- **Objective**: Give back exactly the lines that run from the line containing "[indicate] porch column" through the end of the listing below. Leave out every other line.

- **Records to process**:

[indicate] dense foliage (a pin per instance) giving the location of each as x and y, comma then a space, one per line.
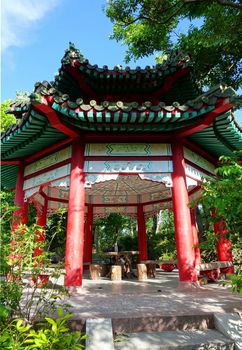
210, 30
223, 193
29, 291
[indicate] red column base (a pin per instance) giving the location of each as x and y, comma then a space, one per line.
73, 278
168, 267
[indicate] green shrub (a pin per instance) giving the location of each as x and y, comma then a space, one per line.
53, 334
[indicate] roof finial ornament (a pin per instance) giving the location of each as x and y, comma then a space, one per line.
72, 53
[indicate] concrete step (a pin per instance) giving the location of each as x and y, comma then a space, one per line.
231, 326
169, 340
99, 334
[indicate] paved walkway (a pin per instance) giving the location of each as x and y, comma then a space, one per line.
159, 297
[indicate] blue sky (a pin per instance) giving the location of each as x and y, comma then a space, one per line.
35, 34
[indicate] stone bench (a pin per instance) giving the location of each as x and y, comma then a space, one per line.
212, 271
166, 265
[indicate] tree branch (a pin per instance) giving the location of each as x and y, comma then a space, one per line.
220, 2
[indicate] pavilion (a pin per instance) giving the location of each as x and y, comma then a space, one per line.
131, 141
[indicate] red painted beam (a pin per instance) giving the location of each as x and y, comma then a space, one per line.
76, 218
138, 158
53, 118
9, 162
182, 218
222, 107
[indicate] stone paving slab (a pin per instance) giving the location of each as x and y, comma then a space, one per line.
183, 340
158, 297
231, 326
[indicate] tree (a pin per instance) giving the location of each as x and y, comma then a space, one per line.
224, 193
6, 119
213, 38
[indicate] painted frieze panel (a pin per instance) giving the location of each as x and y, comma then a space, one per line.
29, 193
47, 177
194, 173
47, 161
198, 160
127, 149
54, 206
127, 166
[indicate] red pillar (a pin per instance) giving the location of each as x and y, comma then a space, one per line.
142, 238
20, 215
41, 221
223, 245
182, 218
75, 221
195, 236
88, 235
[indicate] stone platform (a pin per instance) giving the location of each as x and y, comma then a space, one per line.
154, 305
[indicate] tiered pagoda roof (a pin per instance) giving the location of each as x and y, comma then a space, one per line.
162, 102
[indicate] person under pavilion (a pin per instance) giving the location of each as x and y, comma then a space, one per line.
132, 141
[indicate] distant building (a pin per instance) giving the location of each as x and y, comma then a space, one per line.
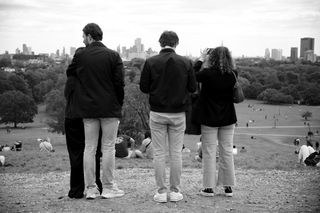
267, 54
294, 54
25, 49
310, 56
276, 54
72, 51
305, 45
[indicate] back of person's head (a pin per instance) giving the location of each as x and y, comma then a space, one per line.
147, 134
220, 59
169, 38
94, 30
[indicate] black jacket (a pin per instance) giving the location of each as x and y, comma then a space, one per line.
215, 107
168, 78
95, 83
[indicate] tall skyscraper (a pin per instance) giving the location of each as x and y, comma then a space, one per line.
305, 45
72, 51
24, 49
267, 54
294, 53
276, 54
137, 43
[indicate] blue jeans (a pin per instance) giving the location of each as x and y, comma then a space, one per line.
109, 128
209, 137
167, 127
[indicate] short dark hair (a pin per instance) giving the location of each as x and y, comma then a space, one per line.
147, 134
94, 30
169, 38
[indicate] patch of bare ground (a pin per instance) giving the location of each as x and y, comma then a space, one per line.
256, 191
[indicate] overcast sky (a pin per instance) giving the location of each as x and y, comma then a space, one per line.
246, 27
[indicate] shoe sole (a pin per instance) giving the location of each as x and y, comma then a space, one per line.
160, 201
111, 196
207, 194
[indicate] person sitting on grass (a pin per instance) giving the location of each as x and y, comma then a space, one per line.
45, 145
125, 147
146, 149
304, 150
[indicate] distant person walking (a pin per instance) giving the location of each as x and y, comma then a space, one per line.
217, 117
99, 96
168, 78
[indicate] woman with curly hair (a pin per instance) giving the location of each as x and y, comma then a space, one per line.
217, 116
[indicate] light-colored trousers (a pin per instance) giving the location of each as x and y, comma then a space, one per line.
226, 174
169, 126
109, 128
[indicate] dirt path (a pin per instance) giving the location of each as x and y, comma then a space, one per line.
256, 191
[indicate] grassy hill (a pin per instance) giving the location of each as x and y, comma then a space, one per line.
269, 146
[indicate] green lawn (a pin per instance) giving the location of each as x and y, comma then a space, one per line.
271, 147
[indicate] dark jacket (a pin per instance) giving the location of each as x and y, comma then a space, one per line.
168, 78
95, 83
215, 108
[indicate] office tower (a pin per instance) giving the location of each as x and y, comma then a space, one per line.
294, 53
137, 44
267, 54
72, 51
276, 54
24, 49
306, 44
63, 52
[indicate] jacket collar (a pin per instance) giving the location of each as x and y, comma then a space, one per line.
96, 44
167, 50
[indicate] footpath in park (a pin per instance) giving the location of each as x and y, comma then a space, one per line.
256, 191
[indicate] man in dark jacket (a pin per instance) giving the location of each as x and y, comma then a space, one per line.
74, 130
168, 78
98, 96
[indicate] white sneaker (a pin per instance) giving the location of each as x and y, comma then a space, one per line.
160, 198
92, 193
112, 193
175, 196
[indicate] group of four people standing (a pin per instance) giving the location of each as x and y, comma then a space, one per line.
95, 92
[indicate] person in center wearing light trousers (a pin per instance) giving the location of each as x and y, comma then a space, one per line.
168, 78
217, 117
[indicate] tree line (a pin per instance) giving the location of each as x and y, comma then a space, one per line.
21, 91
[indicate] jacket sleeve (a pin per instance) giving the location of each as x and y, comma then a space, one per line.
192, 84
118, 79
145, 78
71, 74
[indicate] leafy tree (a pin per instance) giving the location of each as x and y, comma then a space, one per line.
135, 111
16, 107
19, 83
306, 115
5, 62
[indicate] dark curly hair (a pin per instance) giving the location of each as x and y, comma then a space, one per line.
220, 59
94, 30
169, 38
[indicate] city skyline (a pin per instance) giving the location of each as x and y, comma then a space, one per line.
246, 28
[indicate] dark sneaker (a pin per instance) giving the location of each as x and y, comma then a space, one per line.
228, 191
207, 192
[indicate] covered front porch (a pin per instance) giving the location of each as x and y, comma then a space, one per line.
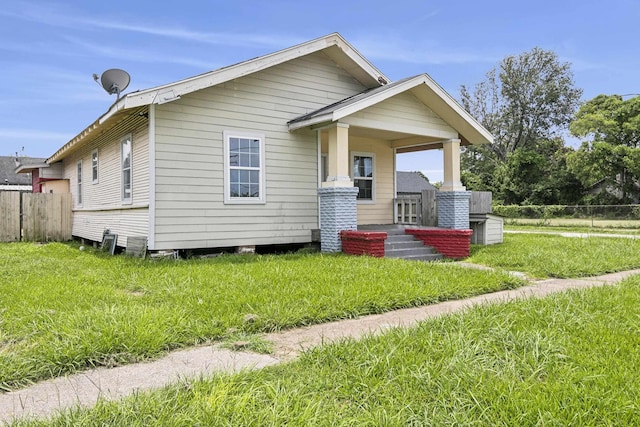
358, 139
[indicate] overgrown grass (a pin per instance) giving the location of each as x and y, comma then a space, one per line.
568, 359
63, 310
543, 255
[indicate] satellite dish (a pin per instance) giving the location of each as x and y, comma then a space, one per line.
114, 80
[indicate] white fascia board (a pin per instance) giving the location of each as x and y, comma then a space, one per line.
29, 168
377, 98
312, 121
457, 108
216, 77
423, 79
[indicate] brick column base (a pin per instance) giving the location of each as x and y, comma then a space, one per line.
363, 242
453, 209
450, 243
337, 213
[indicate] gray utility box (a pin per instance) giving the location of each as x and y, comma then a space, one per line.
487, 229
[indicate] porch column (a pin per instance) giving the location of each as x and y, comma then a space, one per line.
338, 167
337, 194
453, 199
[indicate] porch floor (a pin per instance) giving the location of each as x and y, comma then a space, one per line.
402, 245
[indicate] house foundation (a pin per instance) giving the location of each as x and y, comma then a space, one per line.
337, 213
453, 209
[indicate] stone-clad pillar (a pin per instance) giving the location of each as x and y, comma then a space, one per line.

- **Expected answer**:
[indicate] porch column (a pin per instance) giving the location of each as x and y, comma then a space, one per line.
338, 167
337, 194
453, 199
[indicate] porch floor (a pin per instance) giving the location of each as x and y, comma then a space, one per line.
402, 245
[indicate] house foundation (a pin per instance) giving the location of each as x and y, comma then a space, one per line.
337, 213
453, 209
[indicate] stone-clad pillar (a pin per instance) giving the location of each as x and y, comma then a space, one per line.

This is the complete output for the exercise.